= WHAT NEEDS TO BE DONE =
Wherever the string "wrapped" appears in the records, return the line that holds it.

= DATA EXCERPTS =
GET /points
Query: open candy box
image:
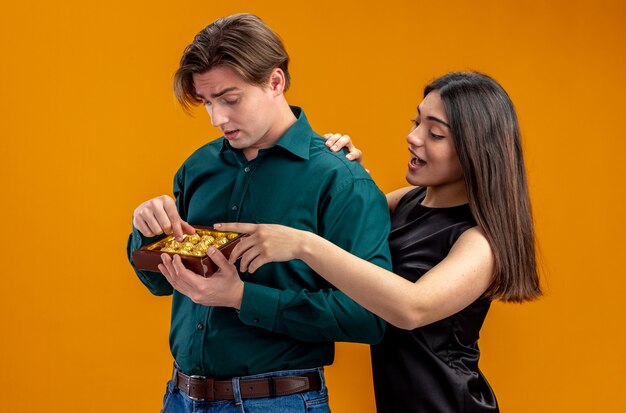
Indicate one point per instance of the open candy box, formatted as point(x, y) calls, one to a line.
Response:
point(192, 250)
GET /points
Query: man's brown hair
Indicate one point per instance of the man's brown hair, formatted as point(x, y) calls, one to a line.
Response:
point(240, 41)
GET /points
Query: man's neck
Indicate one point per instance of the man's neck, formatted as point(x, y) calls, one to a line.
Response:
point(283, 121)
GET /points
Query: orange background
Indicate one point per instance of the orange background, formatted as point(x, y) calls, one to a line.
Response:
point(90, 129)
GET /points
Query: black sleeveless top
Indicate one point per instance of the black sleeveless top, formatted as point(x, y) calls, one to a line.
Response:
point(432, 368)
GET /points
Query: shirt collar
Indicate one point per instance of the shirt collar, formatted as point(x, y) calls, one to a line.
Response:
point(295, 140)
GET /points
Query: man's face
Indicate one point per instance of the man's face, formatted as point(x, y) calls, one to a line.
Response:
point(244, 112)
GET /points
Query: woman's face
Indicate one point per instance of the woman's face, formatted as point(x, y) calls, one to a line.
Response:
point(434, 162)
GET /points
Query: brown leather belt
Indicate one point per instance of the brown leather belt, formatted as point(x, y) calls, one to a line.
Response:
point(202, 388)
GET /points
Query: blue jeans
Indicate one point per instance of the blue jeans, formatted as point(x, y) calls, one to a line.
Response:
point(176, 401)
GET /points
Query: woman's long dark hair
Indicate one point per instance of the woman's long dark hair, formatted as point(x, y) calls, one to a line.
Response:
point(487, 140)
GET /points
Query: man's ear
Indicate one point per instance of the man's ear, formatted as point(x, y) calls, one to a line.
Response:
point(277, 81)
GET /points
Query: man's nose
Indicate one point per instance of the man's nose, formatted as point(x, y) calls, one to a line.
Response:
point(218, 116)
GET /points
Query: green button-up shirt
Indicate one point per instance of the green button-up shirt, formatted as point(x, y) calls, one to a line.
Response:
point(289, 317)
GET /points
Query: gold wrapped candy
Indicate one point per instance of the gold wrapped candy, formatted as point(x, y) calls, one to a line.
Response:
point(195, 244)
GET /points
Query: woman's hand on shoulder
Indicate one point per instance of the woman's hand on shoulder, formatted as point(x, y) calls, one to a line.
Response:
point(336, 142)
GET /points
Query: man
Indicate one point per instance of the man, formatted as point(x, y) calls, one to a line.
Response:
point(242, 340)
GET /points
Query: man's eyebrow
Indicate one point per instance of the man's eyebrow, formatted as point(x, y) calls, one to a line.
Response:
point(434, 119)
point(218, 94)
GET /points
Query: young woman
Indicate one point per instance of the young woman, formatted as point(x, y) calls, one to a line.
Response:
point(462, 235)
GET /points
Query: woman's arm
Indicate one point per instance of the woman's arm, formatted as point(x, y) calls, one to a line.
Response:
point(461, 278)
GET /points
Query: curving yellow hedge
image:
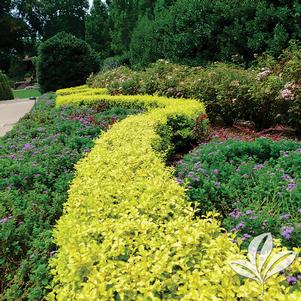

= RESPONSE AREA =
Query: gold wrapped candy
Indicate one point per instance of the gold wrapped candy, formatted as point(x, y) calls, one to a line.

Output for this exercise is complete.